_EXTRACT TO READ_
Here’s how we plan and schedule the dialysis I need at each stop.

Arranging dialysis from a distance is like getting a dentist appointment.  The closer the appointment, the less likely you can get one.  So the Number 1 Rule is to start booking early.

Many countries have two kinds of dialysis centres, public and private.  Some are completely separate (like Australian and the UK); others have private chairs in public units (like in China).  Public dialysis is usually free to the citizens of that country, while everyone must pay to use a private unit.  So visitors like me usually book into private units.

However, not always.  Some countries with public health services have signed reciprocal health care agreements, so that their public hospitals will cover any medically necessary treatment which may be required while in that country, including dialysis, at no charge.  Australia has reciprocal health care agreementswith 11 countries: New Zealand, The United Kingdom, The Republic of Ireland, Sweden, Norway, Finland, The Netherlands, Italy, Belgium, Malta, and Slovenia.

In theory, this is great: cost-free dialysis while travelling the world (or a subset of it).  However, the reality is that in most of these countries, the public health system is super-busy all the time, and their dialysis units are usually operating at full capacity.  I have tried to book into public BigD units around the UK before with zero success, so in the past I have used a private unit (The London Clinic) and limited my travel to day trips close to London.

_SUPPLIED MATERIAL_
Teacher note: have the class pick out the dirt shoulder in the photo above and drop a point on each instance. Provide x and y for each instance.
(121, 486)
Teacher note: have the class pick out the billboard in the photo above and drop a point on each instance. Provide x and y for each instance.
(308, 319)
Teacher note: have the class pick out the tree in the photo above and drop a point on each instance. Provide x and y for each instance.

_WHAT YOU SHOULD DO_
Condense the paragraph in the dialysis travel text that begins "Many countries have two kinds of dialysis centres" into a short bulleted list that keeps its main facts.

_FINISHED TASK_
- Many countries have both public and private dialysis centers.
- In some, such as Australia and the UK, the two are fully separate. In others, such as China, public units have private chairs.
- Public dialysis is usually free for the country's citizens, but everyone pays at private units.
- Visitors like the writer therefore usually book private units.